Si la faute contractuelle ordinaire n’existait plus, cette affaire ne serait pas différente, mais beaucoup plus claire. La voyageuse aurait pu attaquer la Régie du Métropolitain pour inexécution du contrat de transport et de l’obligation de sécurité implicite. Etant donné que cette obligation est une obligation de résultat en droit français (encore un aspect contestable), le transporteur serait condamné à réparer les dommages, puisque la Cour de Cassation rejette souvent la possibilité d’une exonération par la force majeure en matière de transports (c’est la cas en l’espèce). Point besoin du détour par la faute qui ne fait que jeter le trouble et porter des jugements moraux mal venus, nous obtenons la même solution plus simplement.
Si la faute retrouvait son caractère véritablement moral, elle serait peut-être plus attrayante. Mais à partir du moment où elle se confond quasi-complètement avec l’inexécution, elle n’est plus qu’un instrument d’injustice inutile.
Le Code Civil ne mentionne pas, quant à lui, la faute contractuelle ordinaire. Les textes en matière d’inexécution dans les contrats synallagmatiques ne mentionnent pas la faute et n’en donnent pas de définition.
L’article 1147 du Code se rapproche beaucoup de l’énoncé que nous avons fait de la Common Law. Il ne parle en aucun cas de faute, mais bien au contraire d’ « inexécution » imputable au débiteur, ce qui l’expose au paiement de dommages- intérêts. Il est vrai que l’article 1147 in fine est moins clair : quelle est cette « cause étrangère » qui a un effet exonératoire ? Dans notre optique, nous pouvons estimer qu’il s’agit de l’inexécution fortuite, c’est-à-dire de l’inexécution qui ne résulte pas du fait du débiteur. On pourrait envisager que la fin de cet article ne fait donc qu’amener l’article suivant, sur la force majeure. Prenons l’article 1184 du Code : lui non plus ne parle pas de faute. Il ouvre le choix en matière de contrats synallagmatiques, à la manière de la Common Law, mais renverse la hiérarchie que nous avons remarqué dans la Common Law. En droit français, et c’est un caractère positivement marquant, l’exécution forcée est présentée en premier lieu, avant les dommages- intérêts. Mais toujours pas de mention d’une faute contractuelle ordinaire. En fait, de l’article 1146 jusqu’à l’article 1155 du Code, dans le chapitre sur les dommages- intérêts en cas d’inexécution, nulle part peut-on trouver le terme ou même l’idée de faute. L’article 1137 sur l’obligation de conserver la chose en bon père de famille est un texte spécial, et de même que pour le droit anglais ou américain qui connaissent parfois le critère de l’ordinary man, le critère français n’est qu’une obligation supplémentaire ajoutée à l’obligation de délivrer la chose. On peut y appliquer aussi le même raisonnement qu’aux autres obligations : lorsque la chose arrive détériorée dans les mains du créancier de l’obligation de conservation, il y a inexécution manifeste, sauf à prouver que le débiteur s’est comporté en bon père de famille. Enfin, l’article 1142 du Code est univoque : pour les obligations de faire et de ne pas faire, l’inexécution du débiteur se résout en dommages-intérêts.

__Liste des items__.

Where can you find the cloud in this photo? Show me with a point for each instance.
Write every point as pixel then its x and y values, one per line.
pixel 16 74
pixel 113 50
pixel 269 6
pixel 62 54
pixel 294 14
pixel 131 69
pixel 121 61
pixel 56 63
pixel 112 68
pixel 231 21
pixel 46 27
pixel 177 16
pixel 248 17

__Travail demandé__. D'après le texte sur la faute contractuelle, pourquoi le transporteur serait-il condamné à réparer les dommages de la voyageuse si la faute contractuelle ordinaire n'existait plus ? Répondez en une à trois phrases. Les items reproduits ci-dessus constituent un matériau distinct du texte sur la faute contractuelle.

__Réponse__. La voyageuse pourrait agir pour inexécution du contrat de transport et de l'obligation de sécurité implicite, laquelle constitue en droit français une obligation de résultat. De plus, en matière de transports, la Cour de Cassation rejette souvent la possibilité d'une exonération par la force majeure, ce qui est le cas en l'espèce.